▸ **SET PROBLEM**
Report, copied in full, each line of the records that contains the word "white".

--- ROWS ---

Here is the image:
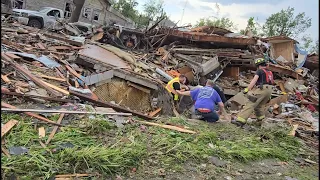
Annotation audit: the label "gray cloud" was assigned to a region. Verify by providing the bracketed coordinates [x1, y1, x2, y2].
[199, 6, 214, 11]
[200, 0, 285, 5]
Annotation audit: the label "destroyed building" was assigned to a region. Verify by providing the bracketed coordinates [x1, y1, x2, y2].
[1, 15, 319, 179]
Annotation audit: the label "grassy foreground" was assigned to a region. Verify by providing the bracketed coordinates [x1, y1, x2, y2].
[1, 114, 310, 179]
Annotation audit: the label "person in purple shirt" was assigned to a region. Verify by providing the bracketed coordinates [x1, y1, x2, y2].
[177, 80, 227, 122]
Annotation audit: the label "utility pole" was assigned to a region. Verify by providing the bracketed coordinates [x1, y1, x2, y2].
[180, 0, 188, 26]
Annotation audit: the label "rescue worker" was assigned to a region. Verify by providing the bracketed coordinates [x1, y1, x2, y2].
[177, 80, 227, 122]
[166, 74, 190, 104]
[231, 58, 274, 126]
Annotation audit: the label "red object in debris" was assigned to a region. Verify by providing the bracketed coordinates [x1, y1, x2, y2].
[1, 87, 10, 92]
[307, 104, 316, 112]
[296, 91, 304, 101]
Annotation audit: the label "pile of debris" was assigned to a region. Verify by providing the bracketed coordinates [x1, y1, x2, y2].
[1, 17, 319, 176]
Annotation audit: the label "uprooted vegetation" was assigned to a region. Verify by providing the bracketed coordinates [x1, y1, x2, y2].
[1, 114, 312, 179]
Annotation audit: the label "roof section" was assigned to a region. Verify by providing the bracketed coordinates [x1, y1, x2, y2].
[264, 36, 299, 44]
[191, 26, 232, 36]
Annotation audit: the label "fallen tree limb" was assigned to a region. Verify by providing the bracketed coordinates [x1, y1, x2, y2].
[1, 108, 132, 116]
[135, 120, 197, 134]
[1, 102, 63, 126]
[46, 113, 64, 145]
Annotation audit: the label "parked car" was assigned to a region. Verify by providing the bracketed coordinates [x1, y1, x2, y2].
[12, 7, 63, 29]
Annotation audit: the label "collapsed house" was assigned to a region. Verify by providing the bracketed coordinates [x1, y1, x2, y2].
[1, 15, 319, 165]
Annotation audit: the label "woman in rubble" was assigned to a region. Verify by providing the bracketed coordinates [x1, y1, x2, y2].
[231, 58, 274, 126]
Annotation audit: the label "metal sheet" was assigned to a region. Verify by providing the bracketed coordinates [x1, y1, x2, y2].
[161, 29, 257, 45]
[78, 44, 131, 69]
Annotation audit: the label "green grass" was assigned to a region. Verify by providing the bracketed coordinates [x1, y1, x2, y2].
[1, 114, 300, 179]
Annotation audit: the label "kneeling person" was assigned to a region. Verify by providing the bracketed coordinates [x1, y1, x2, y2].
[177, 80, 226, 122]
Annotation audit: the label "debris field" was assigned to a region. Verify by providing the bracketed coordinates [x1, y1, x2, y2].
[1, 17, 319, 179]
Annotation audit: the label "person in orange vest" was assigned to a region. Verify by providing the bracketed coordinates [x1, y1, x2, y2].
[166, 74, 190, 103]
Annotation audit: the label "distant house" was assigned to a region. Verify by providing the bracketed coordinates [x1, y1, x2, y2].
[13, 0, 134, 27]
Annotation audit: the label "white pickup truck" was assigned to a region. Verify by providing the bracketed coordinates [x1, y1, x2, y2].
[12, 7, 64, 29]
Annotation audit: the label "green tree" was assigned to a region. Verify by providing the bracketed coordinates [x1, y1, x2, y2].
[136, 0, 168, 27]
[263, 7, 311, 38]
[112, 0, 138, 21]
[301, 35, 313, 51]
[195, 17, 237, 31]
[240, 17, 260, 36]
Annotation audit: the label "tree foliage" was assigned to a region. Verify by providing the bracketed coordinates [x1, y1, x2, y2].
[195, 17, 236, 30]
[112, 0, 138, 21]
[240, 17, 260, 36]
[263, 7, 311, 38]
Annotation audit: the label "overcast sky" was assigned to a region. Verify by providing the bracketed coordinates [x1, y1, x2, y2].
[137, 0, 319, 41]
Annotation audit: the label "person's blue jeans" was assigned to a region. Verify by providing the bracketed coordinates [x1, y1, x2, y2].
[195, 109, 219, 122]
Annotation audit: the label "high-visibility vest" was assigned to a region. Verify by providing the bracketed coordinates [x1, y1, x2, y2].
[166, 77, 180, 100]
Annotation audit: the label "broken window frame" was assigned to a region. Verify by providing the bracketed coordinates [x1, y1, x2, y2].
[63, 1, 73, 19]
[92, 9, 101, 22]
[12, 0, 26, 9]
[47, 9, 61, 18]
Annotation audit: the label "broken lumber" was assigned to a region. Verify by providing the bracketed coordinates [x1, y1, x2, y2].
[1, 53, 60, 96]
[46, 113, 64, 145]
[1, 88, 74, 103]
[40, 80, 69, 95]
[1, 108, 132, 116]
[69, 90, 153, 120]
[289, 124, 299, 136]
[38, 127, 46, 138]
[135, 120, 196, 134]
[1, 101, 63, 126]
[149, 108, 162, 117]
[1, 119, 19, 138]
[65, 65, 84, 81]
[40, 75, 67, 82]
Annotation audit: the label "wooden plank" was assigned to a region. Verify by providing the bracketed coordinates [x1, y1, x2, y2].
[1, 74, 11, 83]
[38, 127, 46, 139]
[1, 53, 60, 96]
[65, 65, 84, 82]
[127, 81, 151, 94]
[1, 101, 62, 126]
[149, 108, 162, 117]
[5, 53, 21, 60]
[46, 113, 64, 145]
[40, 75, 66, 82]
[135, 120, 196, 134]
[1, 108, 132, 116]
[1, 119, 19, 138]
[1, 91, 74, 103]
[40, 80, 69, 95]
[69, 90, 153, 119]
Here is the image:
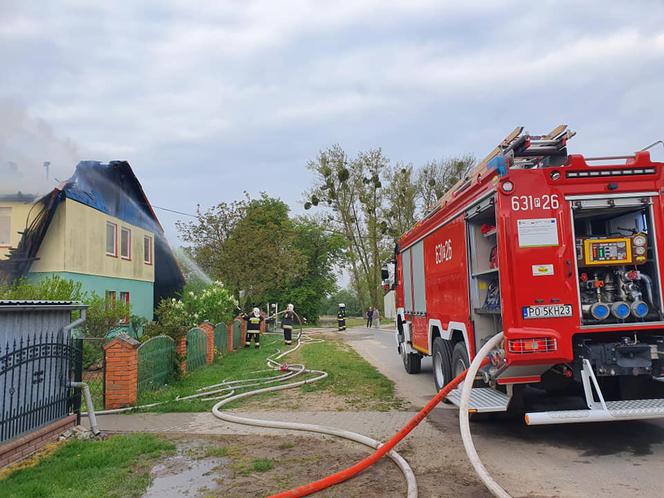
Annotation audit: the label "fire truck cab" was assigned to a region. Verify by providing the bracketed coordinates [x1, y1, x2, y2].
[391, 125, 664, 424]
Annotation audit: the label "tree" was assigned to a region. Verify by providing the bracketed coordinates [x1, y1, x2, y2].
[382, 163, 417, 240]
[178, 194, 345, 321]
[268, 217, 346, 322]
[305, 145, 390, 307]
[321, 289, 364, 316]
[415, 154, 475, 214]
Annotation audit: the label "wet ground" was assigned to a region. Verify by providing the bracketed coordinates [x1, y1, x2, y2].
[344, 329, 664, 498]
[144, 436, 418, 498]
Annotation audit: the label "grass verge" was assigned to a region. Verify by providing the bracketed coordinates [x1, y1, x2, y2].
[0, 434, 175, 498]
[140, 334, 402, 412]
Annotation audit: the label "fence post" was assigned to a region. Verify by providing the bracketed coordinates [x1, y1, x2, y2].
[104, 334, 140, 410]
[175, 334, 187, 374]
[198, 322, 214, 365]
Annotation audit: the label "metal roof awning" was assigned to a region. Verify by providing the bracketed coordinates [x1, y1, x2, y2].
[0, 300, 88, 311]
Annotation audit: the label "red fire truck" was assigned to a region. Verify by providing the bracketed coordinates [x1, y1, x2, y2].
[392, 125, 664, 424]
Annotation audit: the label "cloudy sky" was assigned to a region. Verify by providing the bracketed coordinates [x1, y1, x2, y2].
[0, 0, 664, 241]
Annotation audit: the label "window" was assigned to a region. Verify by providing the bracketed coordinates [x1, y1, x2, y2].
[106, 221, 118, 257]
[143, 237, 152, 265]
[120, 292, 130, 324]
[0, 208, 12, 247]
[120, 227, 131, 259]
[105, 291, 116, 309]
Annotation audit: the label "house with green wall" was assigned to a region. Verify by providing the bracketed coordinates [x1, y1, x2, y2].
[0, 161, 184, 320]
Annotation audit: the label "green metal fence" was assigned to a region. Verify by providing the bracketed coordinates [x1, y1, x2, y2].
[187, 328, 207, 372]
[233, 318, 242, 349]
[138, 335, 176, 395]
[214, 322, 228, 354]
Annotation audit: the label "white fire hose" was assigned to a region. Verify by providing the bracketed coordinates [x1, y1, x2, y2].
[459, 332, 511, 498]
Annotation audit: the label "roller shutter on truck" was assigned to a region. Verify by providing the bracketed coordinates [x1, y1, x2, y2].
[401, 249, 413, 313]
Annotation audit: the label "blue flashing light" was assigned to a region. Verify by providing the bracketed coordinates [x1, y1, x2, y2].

---
--- ROWS ---

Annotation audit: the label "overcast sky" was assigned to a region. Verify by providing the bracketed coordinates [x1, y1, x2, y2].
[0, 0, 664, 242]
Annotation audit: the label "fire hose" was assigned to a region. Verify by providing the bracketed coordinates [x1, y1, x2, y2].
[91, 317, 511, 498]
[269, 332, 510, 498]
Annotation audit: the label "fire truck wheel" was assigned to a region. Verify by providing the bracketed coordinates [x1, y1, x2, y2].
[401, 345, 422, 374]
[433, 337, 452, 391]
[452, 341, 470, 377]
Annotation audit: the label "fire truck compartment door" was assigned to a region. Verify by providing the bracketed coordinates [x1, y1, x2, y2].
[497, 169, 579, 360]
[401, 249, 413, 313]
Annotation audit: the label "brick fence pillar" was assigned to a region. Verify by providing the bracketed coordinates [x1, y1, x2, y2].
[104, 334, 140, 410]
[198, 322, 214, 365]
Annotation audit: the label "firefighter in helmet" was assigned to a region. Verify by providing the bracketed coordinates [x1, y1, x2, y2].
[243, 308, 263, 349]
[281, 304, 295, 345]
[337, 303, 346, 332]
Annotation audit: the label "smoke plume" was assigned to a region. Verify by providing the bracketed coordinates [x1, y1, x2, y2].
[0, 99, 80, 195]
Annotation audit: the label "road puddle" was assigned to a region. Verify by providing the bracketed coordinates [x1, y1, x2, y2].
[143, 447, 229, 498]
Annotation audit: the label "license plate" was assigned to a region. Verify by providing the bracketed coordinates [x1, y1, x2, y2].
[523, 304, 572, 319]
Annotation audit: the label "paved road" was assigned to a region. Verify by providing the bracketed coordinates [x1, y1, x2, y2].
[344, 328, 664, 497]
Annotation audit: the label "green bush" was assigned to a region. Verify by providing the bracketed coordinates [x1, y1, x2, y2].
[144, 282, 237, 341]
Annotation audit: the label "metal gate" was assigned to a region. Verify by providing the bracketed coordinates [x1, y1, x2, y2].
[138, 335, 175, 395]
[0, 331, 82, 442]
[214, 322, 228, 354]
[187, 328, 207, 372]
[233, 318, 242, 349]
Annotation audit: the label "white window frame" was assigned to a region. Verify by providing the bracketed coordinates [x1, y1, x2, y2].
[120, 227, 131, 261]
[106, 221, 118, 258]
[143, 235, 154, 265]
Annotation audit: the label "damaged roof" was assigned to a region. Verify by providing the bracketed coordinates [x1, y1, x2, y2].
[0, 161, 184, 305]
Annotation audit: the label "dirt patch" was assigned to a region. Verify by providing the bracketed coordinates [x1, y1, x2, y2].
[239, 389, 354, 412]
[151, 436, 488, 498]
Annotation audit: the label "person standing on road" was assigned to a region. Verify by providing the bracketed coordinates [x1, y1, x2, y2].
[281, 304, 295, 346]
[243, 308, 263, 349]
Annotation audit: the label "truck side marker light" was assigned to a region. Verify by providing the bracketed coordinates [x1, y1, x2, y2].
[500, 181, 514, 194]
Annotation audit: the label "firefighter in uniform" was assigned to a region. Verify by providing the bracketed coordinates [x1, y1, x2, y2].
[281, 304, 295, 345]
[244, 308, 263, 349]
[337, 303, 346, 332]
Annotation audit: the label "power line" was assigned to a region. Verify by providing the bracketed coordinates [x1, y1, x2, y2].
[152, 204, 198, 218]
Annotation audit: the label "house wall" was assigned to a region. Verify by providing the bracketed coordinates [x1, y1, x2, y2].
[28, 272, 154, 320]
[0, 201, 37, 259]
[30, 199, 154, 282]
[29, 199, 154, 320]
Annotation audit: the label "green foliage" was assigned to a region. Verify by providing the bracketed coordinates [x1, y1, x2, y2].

---

▸ **EXERCISE ANSWER**
Annotation audit: the label "white pickup truck" was assigned to a region. Verify by providing the bracketed coordinates [x1, y1, x2, y2].
Annotation audit: the label "white fire hose" was assigned to a region. Verify by providing the bracketed coordinates [x1, y1, x2, y2].
Annotation audit: the label "white window frame" was assigned to a region. Verify by providing the bracketed coordinates [x1, y1, x2, y2].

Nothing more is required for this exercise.